• _Provided text_:
Gimber, N., Strauss, S., Jungmann, R., & Schmoranzer, J. (2022). Simultaneous Multicolor DNA-PAINT without Sequential Fluid Exchange Using Spectral Demixing. Nano Letters, 22(7), 2682-2690. doi:10.1021/acs.nanolett.1c04520.

Cite as: https://hdl.handle.net/21.11116/0000-000A-AC97-A

Abstract

Several variants of multicolor single-molecule localization microscopy (SMLM) have been developed to resolve the spatial relationship of nanoscale structures in biological samples. The oligonucleotide-based SMLM approach "DNA-PAINT" robustly achieves nanometer localization precision and can be used to count binding sites within nanostructures. However, multicolor DNA-PAINT has primarily been realized by "Exchange-PAINT", which requires sequential exchange of the imaging solution and thus leads to extended acquisition times. To alleviate the need for fluid exchange and to speed up the acquisition of current multichannel DNA-PAINT, we here present a novel approach that combines DNA-PAINT with simultaneous multicolor acquisition using spectral demixing (SD). By using newly designed probes and a novel multichannel registration procedure, we achieve simultaneous multicolor SD-DNA-PAINT with minimal crosstalk. We demonstrate high localization precision (3-6 nm) and multicolor registration of dual- and triple-color SD-DNA-PAINT by resolving patterns on DNA origami nanostructures and cellular structures.

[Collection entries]
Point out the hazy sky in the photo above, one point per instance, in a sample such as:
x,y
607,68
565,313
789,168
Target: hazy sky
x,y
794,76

• _What to do_: Reproduce the passage of the DNA-PAINT abstract from "Gimber, N., Strauss, S., Jungmann, R., &" to "22(7), 2682-2690. doi:10.1021/acs.nanolett.1c04520.".

• _Reply_:
Gimber, N., Strauss, S., Jungmann, R., & Schmoranzer, J. (2022). Simultaneous Multicolor DNA-PAINT without Sequential Fluid Exchange Using Spectral Demixing. Nano Letters, 22(7), 2682-2690. doi:10.1021/acs.nanolett.1c04520.